§ **Written request**: Give the lines starting at the one that contains "Please trace the outline of every instance of the **plate" and ending at the last line of the records as a numbered list, leaving out blank lines and pictures.

------------------------------

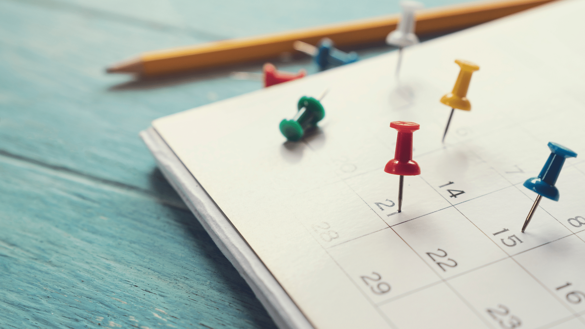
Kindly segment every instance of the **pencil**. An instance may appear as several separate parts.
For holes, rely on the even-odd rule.
[[[504,17],[553,0],[504,0],[474,2],[421,11],[417,13],[418,35],[438,33],[468,28]],[[396,29],[400,15],[295,30],[252,37],[228,39],[143,53],[118,63],[109,73],[152,76],[196,70],[238,62],[268,59],[294,52],[296,40],[316,44],[328,37],[336,45],[355,46],[384,40]]]

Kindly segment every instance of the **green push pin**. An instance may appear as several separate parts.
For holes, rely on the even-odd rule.
[[[320,99],[322,98],[323,96]],[[301,97],[297,108],[298,112],[294,118],[290,120],[284,119],[278,125],[280,132],[291,142],[300,140],[307,129],[316,125],[325,116],[325,110],[321,102],[312,97]]]

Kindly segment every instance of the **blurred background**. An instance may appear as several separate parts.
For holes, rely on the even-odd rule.
[[[260,89],[229,74],[263,61],[142,80],[105,69],[400,11],[395,0],[0,2],[0,327],[275,328],[138,137],[157,118]],[[271,61],[318,71],[304,55]]]

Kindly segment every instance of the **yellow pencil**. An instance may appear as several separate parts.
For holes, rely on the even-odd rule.
[[[474,2],[421,11],[417,13],[417,34],[463,29],[518,12],[553,0],[504,0]],[[252,37],[228,39],[188,47],[148,52],[137,59],[113,65],[110,73],[157,76],[238,62],[274,58],[294,52],[296,40],[316,44],[328,37],[338,46],[384,40],[396,29],[400,15],[355,20],[310,29]]]

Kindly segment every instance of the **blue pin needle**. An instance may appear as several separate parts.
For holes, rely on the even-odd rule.
[[[530,209],[528,217],[526,217],[524,225],[522,227],[523,233],[526,229],[526,227],[528,226],[530,220],[532,218],[534,211],[538,207],[542,197],[559,201],[559,190],[555,186],[556,179],[559,178],[560,170],[563,169],[565,159],[567,157],[577,157],[577,153],[560,144],[549,142],[548,147],[550,149],[550,155],[546,159],[541,173],[538,174],[538,177],[527,179],[524,184],[524,187],[534,191],[538,194],[538,196],[536,197],[536,200],[534,200],[534,204]]]

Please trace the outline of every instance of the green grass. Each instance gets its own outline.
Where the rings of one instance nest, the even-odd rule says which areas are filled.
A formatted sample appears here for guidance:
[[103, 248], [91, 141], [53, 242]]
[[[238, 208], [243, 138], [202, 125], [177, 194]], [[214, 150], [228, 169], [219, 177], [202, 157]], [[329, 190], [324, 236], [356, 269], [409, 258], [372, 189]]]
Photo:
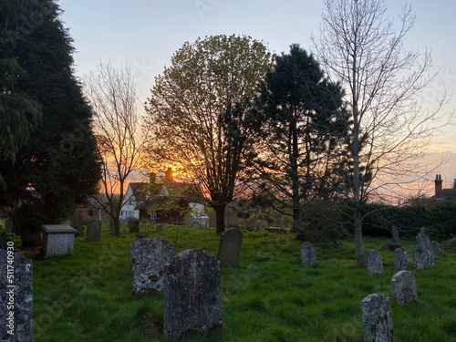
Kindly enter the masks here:
[[[134, 234], [100, 242], [75, 239], [75, 253], [64, 258], [35, 260], [34, 340], [164, 341], [163, 296], [130, 293], [129, 247]], [[201, 248], [216, 254], [213, 230], [175, 228], [149, 237], [168, 240], [177, 252]], [[368, 276], [355, 264], [355, 246], [316, 246], [318, 266], [301, 264], [301, 243], [293, 235], [244, 232], [241, 261], [221, 266], [223, 341], [362, 341], [361, 300], [369, 294], [390, 297], [393, 253], [386, 239], [365, 239], [366, 251], [383, 257], [384, 274]], [[416, 243], [403, 241], [411, 255]], [[439, 255], [437, 265], [413, 270], [419, 302], [392, 305], [395, 340], [456, 341], [456, 255]], [[209, 338], [189, 341], [212, 341]]]

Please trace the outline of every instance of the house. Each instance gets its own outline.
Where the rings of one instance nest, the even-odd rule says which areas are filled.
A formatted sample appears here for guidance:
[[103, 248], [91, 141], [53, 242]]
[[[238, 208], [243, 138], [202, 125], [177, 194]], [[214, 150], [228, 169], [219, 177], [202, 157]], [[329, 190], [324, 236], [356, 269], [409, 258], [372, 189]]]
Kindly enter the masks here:
[[120, 219], [208, 227], [202, 196], [196, 196], [192, 185], [176, 181], [170, 169], [164, 177], [150, 175], [149, 182], [131, 182], [127, 188]]
[[443, 181], [441, 175], [435, 176], [435, 194], [430, 197], [432, 201], [455, 201], [456, 200], [456, 179], [453, 182], [453, 187], [450, 189], [442, 189]]

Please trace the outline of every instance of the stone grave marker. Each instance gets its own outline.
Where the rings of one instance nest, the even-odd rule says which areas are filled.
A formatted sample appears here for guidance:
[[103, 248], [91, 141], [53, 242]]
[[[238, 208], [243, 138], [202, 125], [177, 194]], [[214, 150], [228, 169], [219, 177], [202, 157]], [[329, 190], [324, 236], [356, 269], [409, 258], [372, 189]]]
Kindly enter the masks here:
[[101, 240], [101, 221], [91, 220], [87, 223], [87, 241]]
[[383, 261], [381, 254], [374, 250], [370, 250], [366, 254], [366, 266], [369, 275], [383, 274]]
[[394, 250], [394, 270], [403, 271], [409, 268], [409, 255], [405, 248], [396, 248]]
[[0, 341], [32, 342], [32, 261], [0, 249]]
[[411, 272], [399, 271], [391, 279], [393, 299], [401, 306], [418, 299], [415, 276]]
[[174, 245], [161, 239], [139, 239], [130, 245], [133, 271], [131, 289], [139, 295], [155, 295], [163, 290], [166, 264], [175, 254]]
[[194, 336], [222, 337], [219, 262], [204, 251], [190, 249], [165, 267], [164, 333], [167, 340]]
[[394, 340], [391, 303], [383, 295], [369, 295], [361, 302], [364, 342]]
[[435, 266], [436, 263], [434, 245], [423, 230], [421, 228], [421, 233], [417, 235], [418, 249], [413, 250], [413, 260], [418, 269]]
[[71, 216], [69, 225], [76, 229], [76, 237], [84, 236], [84, 218], [80, 214], [75, 213]]
[[140, 220], [135, 217], [129, 219], [129, 233], [140, 233]]
[[217, 260], [223, 264], [237, 264], [242, 244], [243, 232], [236, 228], [227, 229], [220, 236]]
[[400, 244], [400, 239], [399, 239], [399, 231], [398, 231], [398, 228], [396, 228], [395, 225], [393, 225], [393, 228], [391, 229], [391, 235], [393, 237], [393, 242], [395, 244]]
[[301, 262], [305, 266], [316, 266], [316, 253], [314, 245], [308, 241], [301, 244]]

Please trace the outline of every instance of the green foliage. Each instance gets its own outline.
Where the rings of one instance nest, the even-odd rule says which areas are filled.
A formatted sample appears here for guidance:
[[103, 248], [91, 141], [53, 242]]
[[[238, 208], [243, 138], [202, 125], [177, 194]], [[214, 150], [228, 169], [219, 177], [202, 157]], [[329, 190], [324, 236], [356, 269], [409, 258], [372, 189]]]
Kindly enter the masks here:
[[[172, 242], [174, 230], [150, 237]], [[102, 229], [99, 242], [76, 238], [70, 257], [34, 261], [34, 340], [36, 342], [164, 341], [163, 295], [131, 294], [129, 246], [134, 233], [115, 238]], [[316, 245], [318, 266], [301, 264], [292, 234], [244, 232], [241, 260], [221, 267], [223, 341], [360, 341], [360, 302], [368, 295], [390, 296], [393, 254], [386, 240], [365, 238], [380, 251], [384, 275], [368, 276], [356, 266], [353, 243], [337, 248]], [[177, 252], [201, 248], [216, 254], [219, 236], [207, 229], [181, 228]], [[414, 239], [404, 240], [411, 253]], [[419, 302], [392, 304], [395, 337], [402, 342], [452, 341], [456, 296], [453, 254], [441, 254], [434, 268], [414, 272]], [[209, 342], [194, 338], [193, 342]], [[190, 341], [187, 341], [190, 342]]]
[[[23, 243], [37, 244], [41, 224], [61, 222], [98, 192], [99, 164], [91, 109], [73, 75], [71, 37], [58, 17], [58, 5], [52, 0], [7, 0], [2, 5], [12, 26], [5, 43], [14, 61], [8, 63], [23, 70], [13, 90], [39, 106], [41, 119], [29, 126], [26, 143], [17, 145], [14, 165], [0, 159], [5, 183], [0, 205], [12, 208]], [[24, 103], [23, 108], [34, 106]], [[20, 110], [9, 109], [20, 118]], [[33, 122], [32, 114], [26, 116]], [[31, 234], [34, 238], [27, 240]]]

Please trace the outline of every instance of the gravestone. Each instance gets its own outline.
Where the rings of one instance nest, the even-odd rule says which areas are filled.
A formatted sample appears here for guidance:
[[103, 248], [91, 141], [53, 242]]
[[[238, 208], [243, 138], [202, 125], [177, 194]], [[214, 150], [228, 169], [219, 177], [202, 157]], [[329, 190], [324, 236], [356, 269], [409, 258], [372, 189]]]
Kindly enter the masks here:
[[316, 266], [316, 253], [314, 245], [308, 241], [301, 244], [301, 262], [305, 266]]
[[394, 340], [391, 303], [383, 295], [369, 295], [361, 302], [365, 342]]
[[165, 264], [171, 263], [174, 254], [174, 246], [165, 240], [139, 239], [132, 243], [130, 245], [132, 291], [140, 295], [161, 292]]
[[222, 337], [219, 262], [190, 249], [165, 266], [164, 333], [167, 340], [194, 336]]
[[116, 227], [114, 226], [114, 220], [109, 219], [109, 235], [114, 235], [116, 233]]
[[32, 342], [32, 261], [0, 249], [0, 341]]
[[140, 233], [140, 220], [135, 217], [129, 219], [129, 233]]
[[374, 250], [370, 250], [366, 254], [366, 266], [369, 275], [383, 274], [383, 261], [381, 254]]
[[409, 268], [409, 255], [405, 248], [396, 248], [394, 250], [394, 270], [403, 271]]
[[84, 236], [84, 218], [75, 213], [69, 218], [69, 225], [76, 229], [75, 236]]
[[220, 236], [217, 260], [223, 264], [234, 264], [239, 262], [243, 233], [236, 228], [224, 231]]
[[87, 223], [87, 241], [101, 240], [101, 221], [91, 220]]
[[391, 229], [391, 235], [393, 237], [393, 242], [395, 244], [400, 244], [400, 239], [399, 239], [399, 231], [398, 231], [398, 228], [396, 228], [395, 225], [393, 225], [393, 228]]
[[391, 279], [393, 299], [401, 306], [418, 299], [415, 276], [411, 272], [399, 271]]
[[[417, 235], [419, 251], [416, 253], [417, 260], [415, 264], [417, 264], [417, 261], [420, 263], [420, 267], [417, 265], [419, 269], [435, 266], [436, 263], [434, 245], [430, 242], [429, 236], [422, 231], [423, 229], [424, 228], [422, 228], [421, 233]], [[415, 250], [413, 251], [413, 258], [415, 260]]]

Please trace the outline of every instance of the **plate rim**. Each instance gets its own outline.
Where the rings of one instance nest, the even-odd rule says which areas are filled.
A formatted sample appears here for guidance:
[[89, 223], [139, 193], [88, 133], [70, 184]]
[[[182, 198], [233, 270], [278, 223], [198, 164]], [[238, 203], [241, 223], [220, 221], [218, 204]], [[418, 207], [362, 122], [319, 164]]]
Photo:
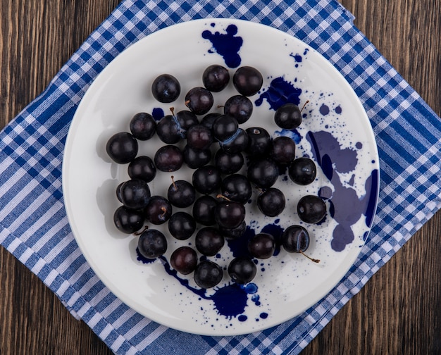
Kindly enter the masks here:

------------------------------

§ **Final result**:
1. Please trace the outline of every instance of the **plate rim**. Each instance gets its own outline.
2. Where the rings of one instance nest, the even-odd rule says which areas are filled.
3. A formatted sample appears here for guidance:
4. [[89, 223], [139, 193], [88, 133], [70, 184]]
5. [[[182, 198], [233, 270], [278, 223], [198, 164]], [[238, 203], [241, 223], [220, 221], [218, 204]], [[418, 207], [362, 122], [319, 164]]]
6. Photo:
7. Kindly enter the masks here:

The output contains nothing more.